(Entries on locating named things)
----

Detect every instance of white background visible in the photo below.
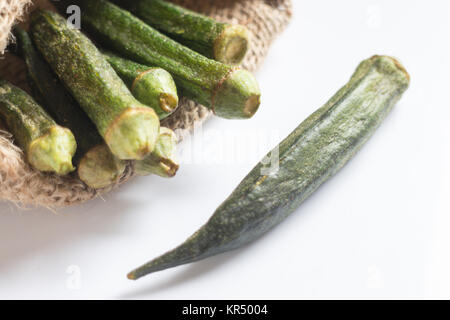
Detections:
[0,0,450,299]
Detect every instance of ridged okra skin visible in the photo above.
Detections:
[61,0,261,119]
[0,79,77,175]
[128,56,409,279]
[115,0,250,65]
[31,10,159,160]
[14,28,125,189]
[105,52,178,120]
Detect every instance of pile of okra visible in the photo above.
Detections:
[0,0,260,189]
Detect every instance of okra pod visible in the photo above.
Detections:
[31,10,159,160]
[105,52,178,120]
[128,56,409,279]
[134,127,180,178]
[112,0,250,65]
[0,79,77,175]
[14,28,125,189]
[62,0,261,119]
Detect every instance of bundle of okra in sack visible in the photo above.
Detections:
[0,0,291,208]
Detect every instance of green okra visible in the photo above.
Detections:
[61,0,261,119]
[31,10,159,160]
[14,28,125,189]
[105,52,178,120]
[128,56,409,279]
[134,127,180,178]
[0,79,77,175]
[112,0,250,65]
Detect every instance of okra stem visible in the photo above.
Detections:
[134,127,180,178]
[105,52,178,119]
[63,0,261,119]
[31,10,159,160]
[0,79,77,175]
[14,28,125,189]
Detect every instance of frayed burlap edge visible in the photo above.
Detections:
[0,0,291,208]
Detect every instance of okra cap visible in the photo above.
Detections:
[78,144,126,189]
[212,69,261,119]
[27,126,77,175]
[214,24,250,65]
[104,107,159,160]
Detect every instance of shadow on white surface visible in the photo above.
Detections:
[0,186,136,276]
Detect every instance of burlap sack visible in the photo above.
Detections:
[0,0,291,208]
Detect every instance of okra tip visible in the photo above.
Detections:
[134,127,180,178]
[214,24,250,65]
[368,55,411,87]
[105,106,159,160]
[28,126,77,175]
[213,69,261,119]
[78,144,126,189]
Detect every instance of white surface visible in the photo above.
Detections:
[0,0,450,299]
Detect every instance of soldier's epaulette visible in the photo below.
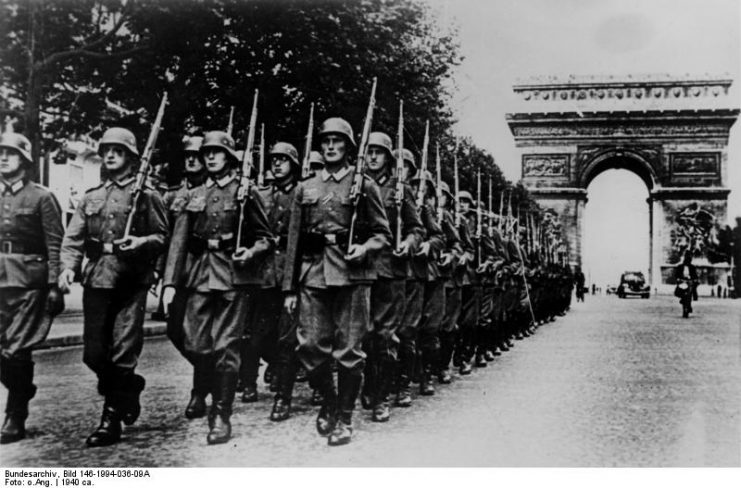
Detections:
[85,181,105,193]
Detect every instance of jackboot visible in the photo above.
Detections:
[270,358,298,422]
[0,359,36,444]
[309,363,337,436]
[206,371,239,445]
[327,368,363,446]
[85,397,121,447]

----

> **EXERCISE AIM**: Could you recast this listing as a two-column CSV headed request and detections, with one row per request holding its text and its answer, each in a single quoted field with line breaks turned into spaces? Leave the pictures out.

> **ANSWER FOR THIS EXERCISE**:
request,detections
"Detect every instance of white background visible in the photo below. Detections:","[0,0,450,299]"
"Detect every instance of ridged okra skin visible in the photo above. Detections:","[61,0,261,119] [0,79,77,175] [128,56,409,279] [115,0,250,65] [31,10,159,160] [14,28,125,189] [105,52,178,120]"
"Detect every instance of pile of okra visible in the photo above. Detections:","[0,0,260,189]"
"Detect every instance of okra pod visible in the photo above. Detections:","[31,10,159,160] [105,52,178,120] [128,56,409,279] [134,127,180,178] [112,0,250,65] [0,79,77,175] [14,28,125,189] [62,0,261,119]"
"Detect every instance of bundle of okra in sack visible in the photo above. Detections:","[0,0,291,208]"
"Detect every instance of green okra visible in the photo above. Detections:","[61,0,261,119] [31,10,159,160] [14,28,125,189] [105,52,178,120] [128,56,409,279] [134,127,180,178] [0,79,77,175] [112,0,250,65]"
"Detect every instance of okra stem visible in the photo above. Detections:","[134,127,180,178] [105,52,178,119] [63,0,261,119] [31,10,159,160] [0,79,77,175] [14,28,125,189]"
"Detect every instance of frayed burlap edge visible in the photo above. Detections:","[0,0,291,208]"
"Detect every instance of okra cap visible in the photo above. Detections:","[78,144,126,189] [212,69,261,119] [27,126,77,175] [214,24,250,65] [104,107,159,160]"
"Detect every instance of shadow on white surface visible in the photo above. Detections:","[0,186,136,276]"
"Detect every instance of burlap sack visible in the photo above. Detections:","[0,0,291,208]"
"Detect every instance of okra tip visible in the photo above. Detections:","[134,127,180,178] [214,24,250,65] [368,55,411,87] [105,106,159,160] [28,126,77,175] [213,69,261,119] [78,144,126,189]"
"Detect every instance of white surface visible in the photo above. Detections:","[0,0,450,299]"
"Detect every instance of soldier's epaulette visible in the photo below. Detections:","[85,181,105,193]"
"Detect every instance of jackboot visible in the photo above. Detections:","[270,358,298,422] [0,359,36,444] [309,363,337,436] [206,371,239,445] [327,368,363,446] [85,397,121,447]"